**Text passage**
July 3: Wolf Point to Glasgow, Montana
THE LITTLE PARK on top of the hill last night was full of cyclists. For a couple of days now we've been hearing not only of a British rider called Sam, who's a couple of days ahead of us, but "around a dozen" others bearing down on us from the opposite direction. It wasn't hard to guess that it was an escorted group organised by Adventure Cycling. And there they were - seven rather than a dozen - setting up their tents beside the swimming pool and looking distinctly drained by the wind in their hair all day.
For us, the wind had turned in the last hour. Yesterday evening there was another storm and we were again treated to thunder, lightning and a lot of shaking tent. This morning it blew again, still from the west. We and the Adventure Cycling group had exchanged fortunes. They left lighter of heart, their only concern being whether or not to regroup at the first hamburger joint.

**Exercise details**
Answer these questions about the journal entry:
1. How many cyclists did the Adventure Cycling group turn out to have?
2. Where was the group setting up its tents?
3. From which direction did the wind blow this morning?
The data after this point is separate material, unrelated to the journal entry.

**Extracted records**
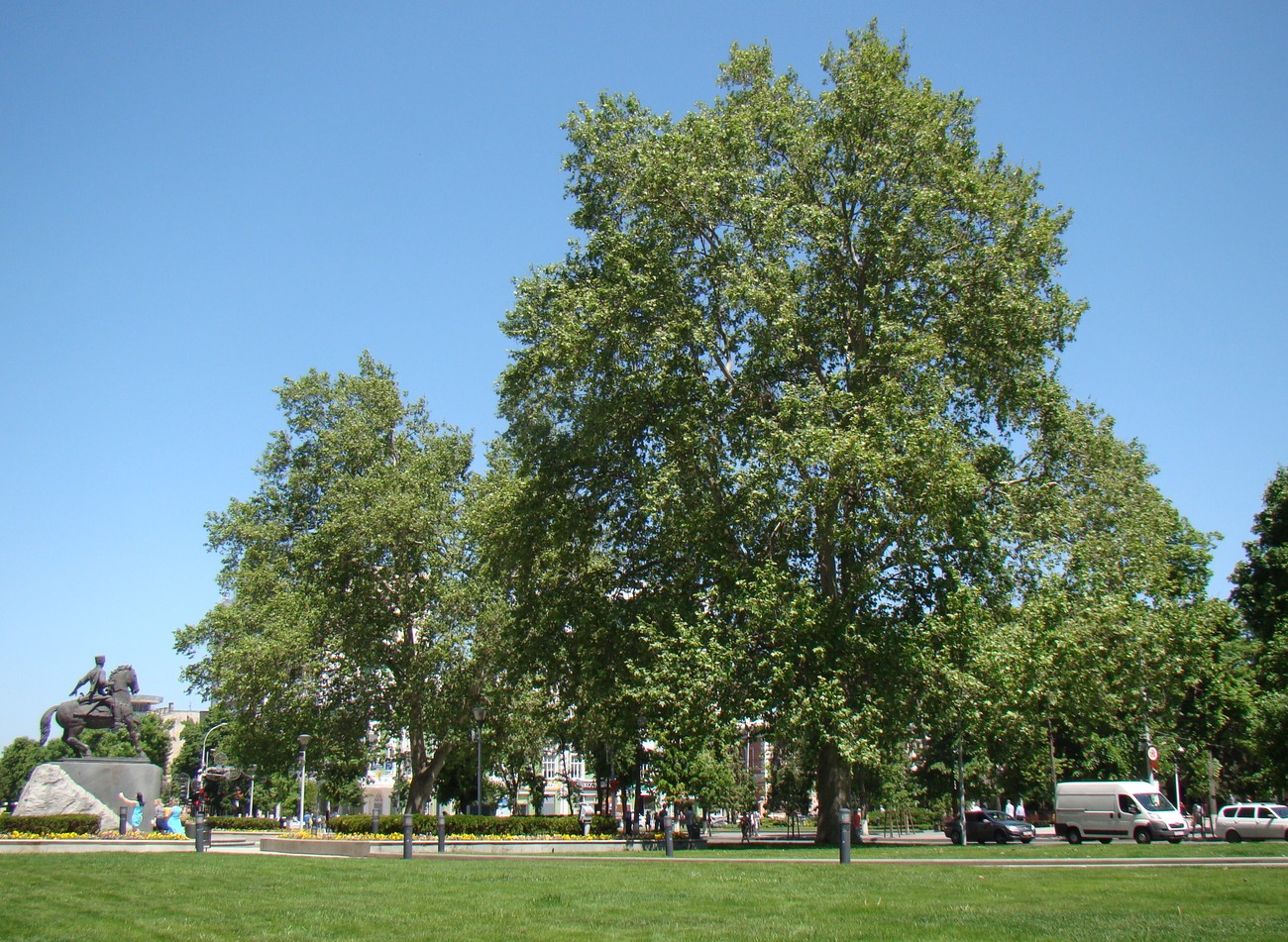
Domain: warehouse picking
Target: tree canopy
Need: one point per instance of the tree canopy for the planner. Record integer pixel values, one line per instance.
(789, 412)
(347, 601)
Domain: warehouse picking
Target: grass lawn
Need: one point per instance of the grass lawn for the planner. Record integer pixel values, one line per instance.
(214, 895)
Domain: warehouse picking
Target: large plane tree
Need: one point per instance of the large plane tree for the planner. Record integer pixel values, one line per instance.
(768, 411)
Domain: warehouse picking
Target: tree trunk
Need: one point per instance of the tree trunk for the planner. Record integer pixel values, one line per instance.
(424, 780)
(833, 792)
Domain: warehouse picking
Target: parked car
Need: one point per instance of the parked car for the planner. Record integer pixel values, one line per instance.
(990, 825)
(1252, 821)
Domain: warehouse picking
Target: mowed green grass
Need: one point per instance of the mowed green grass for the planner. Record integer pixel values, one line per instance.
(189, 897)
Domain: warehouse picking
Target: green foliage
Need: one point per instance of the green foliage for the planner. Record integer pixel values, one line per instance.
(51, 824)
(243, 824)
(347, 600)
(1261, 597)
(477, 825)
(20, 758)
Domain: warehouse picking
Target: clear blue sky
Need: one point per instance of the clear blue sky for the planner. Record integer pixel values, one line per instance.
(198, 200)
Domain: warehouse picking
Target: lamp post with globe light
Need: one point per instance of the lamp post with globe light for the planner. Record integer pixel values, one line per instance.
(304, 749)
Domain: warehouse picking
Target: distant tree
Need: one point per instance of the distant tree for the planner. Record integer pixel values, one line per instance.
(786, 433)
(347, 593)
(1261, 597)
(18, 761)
---
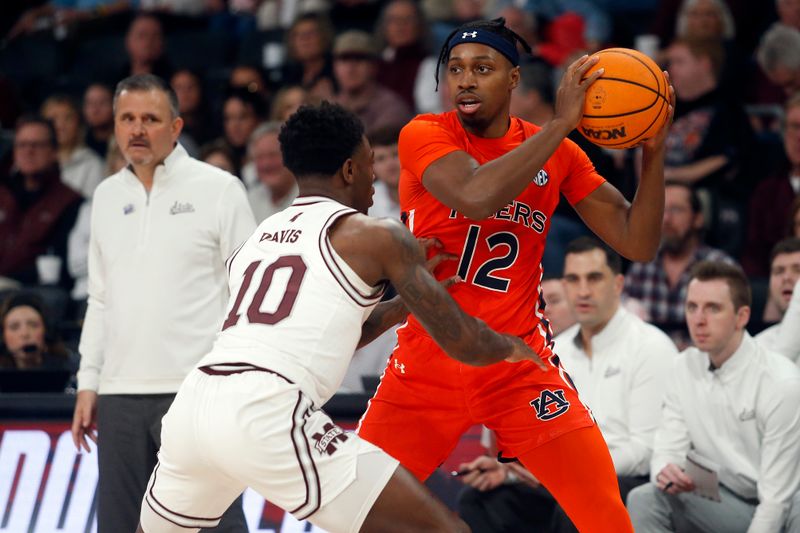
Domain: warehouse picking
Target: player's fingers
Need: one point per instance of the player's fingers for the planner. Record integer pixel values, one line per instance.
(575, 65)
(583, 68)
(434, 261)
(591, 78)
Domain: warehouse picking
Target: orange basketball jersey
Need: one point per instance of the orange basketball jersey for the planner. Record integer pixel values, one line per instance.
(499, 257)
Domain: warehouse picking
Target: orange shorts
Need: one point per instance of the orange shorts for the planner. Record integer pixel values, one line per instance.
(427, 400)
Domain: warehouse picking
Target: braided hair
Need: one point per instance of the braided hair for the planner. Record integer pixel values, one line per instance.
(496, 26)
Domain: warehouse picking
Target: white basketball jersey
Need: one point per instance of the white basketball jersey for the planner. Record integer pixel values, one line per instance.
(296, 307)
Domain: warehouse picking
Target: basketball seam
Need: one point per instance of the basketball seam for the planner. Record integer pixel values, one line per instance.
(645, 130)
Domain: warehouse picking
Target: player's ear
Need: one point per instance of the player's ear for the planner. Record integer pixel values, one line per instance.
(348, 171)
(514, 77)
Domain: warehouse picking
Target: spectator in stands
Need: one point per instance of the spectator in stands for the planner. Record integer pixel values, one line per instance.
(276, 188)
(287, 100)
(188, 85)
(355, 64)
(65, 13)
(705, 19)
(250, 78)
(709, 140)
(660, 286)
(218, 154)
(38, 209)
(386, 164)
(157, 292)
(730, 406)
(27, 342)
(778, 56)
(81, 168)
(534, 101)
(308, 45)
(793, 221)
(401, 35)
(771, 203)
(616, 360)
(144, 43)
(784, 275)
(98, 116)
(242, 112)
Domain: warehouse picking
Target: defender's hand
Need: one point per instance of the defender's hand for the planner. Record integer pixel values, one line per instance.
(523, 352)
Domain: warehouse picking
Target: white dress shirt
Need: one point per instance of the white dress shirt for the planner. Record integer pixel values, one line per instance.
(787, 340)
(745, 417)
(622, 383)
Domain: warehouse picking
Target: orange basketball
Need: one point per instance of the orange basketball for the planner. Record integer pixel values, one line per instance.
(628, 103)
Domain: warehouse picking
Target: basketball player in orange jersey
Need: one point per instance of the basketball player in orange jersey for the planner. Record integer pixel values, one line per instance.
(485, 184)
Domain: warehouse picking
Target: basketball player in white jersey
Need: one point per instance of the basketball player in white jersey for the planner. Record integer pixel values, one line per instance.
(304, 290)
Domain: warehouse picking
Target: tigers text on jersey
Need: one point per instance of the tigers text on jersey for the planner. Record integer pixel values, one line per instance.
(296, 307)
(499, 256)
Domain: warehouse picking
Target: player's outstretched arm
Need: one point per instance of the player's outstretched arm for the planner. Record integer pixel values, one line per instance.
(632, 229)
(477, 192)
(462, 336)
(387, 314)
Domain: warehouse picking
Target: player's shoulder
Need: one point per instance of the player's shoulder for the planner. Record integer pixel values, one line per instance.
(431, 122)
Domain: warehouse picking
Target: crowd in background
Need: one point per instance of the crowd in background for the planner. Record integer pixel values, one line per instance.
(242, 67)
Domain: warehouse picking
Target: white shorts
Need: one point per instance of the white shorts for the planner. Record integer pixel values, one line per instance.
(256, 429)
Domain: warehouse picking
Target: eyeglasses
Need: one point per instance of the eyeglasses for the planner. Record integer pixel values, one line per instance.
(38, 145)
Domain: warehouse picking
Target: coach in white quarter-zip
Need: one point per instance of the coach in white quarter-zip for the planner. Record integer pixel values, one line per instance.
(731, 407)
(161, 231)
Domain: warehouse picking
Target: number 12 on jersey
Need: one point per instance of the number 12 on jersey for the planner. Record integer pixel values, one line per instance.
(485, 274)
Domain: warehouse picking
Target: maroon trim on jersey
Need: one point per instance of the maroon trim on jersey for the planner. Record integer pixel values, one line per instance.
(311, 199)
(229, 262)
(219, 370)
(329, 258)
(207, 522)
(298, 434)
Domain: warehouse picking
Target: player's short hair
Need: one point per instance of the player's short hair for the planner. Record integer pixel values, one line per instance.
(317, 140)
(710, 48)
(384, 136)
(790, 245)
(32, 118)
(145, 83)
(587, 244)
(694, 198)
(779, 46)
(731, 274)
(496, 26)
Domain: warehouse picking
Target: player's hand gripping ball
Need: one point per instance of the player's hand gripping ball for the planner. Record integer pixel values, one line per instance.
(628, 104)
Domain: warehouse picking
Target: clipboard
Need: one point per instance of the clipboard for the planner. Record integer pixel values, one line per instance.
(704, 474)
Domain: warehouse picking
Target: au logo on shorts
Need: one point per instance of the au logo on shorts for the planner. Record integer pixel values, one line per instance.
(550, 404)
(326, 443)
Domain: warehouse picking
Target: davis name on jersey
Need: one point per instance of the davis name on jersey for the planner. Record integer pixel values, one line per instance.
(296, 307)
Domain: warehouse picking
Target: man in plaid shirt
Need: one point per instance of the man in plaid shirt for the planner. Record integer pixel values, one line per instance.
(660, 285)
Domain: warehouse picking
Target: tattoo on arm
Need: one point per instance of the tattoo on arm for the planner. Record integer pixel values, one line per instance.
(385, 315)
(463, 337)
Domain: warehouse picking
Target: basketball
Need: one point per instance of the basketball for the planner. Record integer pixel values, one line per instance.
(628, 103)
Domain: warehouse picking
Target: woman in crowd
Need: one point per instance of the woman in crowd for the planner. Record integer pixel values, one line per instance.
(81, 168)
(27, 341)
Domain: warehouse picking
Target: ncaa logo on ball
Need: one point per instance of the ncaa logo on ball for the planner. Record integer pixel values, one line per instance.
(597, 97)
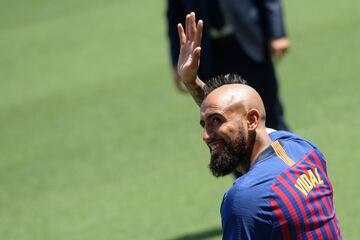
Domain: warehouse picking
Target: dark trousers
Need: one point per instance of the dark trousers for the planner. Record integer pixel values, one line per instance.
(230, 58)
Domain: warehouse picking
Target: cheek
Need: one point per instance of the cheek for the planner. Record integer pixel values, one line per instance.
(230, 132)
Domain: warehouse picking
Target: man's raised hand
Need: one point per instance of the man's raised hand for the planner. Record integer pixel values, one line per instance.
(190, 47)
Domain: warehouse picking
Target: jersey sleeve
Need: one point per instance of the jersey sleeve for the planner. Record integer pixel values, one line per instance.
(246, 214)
---
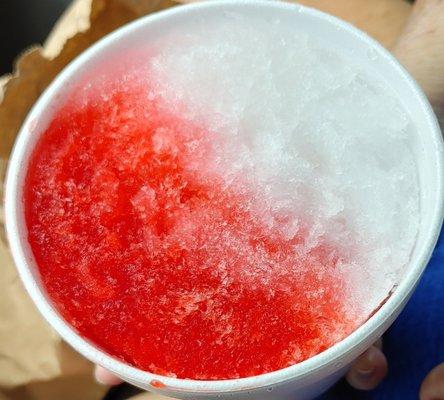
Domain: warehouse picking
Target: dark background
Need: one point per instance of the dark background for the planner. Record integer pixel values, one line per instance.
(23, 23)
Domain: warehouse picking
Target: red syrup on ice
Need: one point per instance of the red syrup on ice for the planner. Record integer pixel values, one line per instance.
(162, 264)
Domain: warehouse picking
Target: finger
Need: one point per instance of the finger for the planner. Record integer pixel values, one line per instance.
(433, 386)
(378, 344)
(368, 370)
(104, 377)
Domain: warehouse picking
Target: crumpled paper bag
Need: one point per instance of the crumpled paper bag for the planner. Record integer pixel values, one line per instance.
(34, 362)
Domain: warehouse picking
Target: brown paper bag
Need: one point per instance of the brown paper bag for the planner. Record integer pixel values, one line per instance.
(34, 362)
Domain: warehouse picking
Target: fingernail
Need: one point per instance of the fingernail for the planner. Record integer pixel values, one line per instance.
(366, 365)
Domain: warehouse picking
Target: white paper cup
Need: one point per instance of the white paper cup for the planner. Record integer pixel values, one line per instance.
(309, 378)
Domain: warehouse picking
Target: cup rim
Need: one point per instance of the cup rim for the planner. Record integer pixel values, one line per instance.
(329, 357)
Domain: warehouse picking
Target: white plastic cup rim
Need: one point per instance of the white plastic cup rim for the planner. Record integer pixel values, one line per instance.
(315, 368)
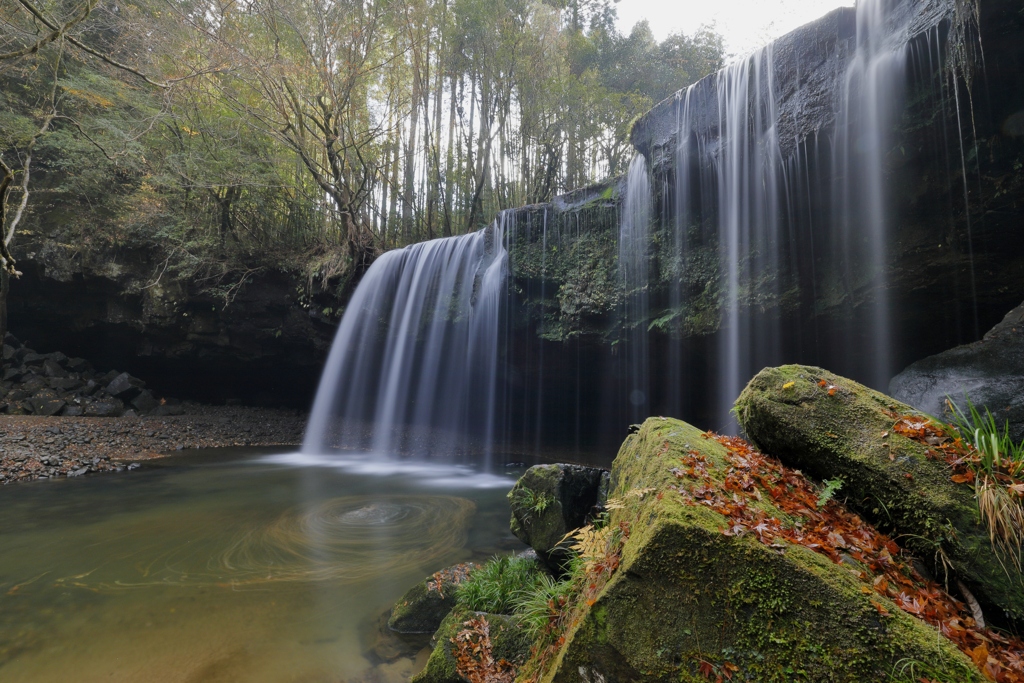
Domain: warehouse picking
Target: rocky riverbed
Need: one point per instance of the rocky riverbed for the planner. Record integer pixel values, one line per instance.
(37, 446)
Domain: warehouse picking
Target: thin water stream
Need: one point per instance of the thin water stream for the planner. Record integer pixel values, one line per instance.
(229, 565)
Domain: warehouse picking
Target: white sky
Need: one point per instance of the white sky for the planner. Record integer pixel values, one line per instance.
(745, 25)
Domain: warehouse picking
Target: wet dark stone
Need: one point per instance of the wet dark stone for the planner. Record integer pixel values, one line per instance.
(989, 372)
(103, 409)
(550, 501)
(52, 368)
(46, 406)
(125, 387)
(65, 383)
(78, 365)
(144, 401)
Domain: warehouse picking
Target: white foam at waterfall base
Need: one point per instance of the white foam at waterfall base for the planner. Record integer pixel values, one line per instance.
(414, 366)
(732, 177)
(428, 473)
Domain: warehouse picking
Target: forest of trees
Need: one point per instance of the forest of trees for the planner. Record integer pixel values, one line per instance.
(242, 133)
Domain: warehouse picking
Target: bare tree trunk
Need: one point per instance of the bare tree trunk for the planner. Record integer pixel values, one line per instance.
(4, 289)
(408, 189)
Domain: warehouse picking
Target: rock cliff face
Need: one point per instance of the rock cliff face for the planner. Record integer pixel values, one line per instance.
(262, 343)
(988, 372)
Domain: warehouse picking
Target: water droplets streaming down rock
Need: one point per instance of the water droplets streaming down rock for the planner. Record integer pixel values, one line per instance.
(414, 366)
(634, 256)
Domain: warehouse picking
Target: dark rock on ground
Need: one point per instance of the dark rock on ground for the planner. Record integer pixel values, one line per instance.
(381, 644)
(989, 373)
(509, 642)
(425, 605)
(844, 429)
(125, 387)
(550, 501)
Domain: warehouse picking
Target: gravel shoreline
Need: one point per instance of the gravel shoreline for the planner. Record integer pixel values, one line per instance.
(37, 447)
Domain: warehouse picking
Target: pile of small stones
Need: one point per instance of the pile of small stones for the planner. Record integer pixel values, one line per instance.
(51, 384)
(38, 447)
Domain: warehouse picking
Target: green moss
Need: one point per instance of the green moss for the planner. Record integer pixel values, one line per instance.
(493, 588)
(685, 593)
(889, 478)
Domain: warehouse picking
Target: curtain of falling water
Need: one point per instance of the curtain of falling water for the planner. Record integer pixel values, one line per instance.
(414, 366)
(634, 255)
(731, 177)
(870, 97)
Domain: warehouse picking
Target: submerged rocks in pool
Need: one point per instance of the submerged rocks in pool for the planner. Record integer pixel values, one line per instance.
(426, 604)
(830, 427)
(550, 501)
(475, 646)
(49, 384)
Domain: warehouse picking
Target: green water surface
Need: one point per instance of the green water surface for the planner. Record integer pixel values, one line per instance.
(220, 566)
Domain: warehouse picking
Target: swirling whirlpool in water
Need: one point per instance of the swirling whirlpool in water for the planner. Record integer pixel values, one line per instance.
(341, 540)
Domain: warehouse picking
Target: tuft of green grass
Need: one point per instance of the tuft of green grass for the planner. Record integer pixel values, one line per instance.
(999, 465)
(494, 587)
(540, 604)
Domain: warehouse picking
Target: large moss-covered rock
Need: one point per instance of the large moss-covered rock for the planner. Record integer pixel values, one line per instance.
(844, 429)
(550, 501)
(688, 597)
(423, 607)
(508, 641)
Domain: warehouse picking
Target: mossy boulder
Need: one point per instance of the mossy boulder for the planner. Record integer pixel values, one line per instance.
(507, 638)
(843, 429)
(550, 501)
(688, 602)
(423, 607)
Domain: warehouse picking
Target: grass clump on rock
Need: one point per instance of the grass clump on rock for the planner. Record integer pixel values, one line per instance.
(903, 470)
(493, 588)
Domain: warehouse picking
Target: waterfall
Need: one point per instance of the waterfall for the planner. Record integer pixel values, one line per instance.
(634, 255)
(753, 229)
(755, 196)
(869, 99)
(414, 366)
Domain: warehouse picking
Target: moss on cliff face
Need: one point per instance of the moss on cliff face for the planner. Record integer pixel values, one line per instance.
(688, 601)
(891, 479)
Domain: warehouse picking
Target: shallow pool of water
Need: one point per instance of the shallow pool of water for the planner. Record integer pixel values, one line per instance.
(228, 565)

**Response to this exercise**
1. Seven.
2. Beside the swimming pool.
3. From the west.